*** Begin section ***

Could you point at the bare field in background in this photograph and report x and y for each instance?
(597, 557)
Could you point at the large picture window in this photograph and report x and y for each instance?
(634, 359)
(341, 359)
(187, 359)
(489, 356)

*** End section ***

▸ The task:
Return the listing above in its entirety, word for word.

▸ Result below:
Could you point at the bare field in background in this photograph and report x and y for each instance?
(597, 557)
Could you point at the large picture window in this photograph and report x and y for each instance?
(634, 359)
(341, 359)
(187, 359)
(489, 356)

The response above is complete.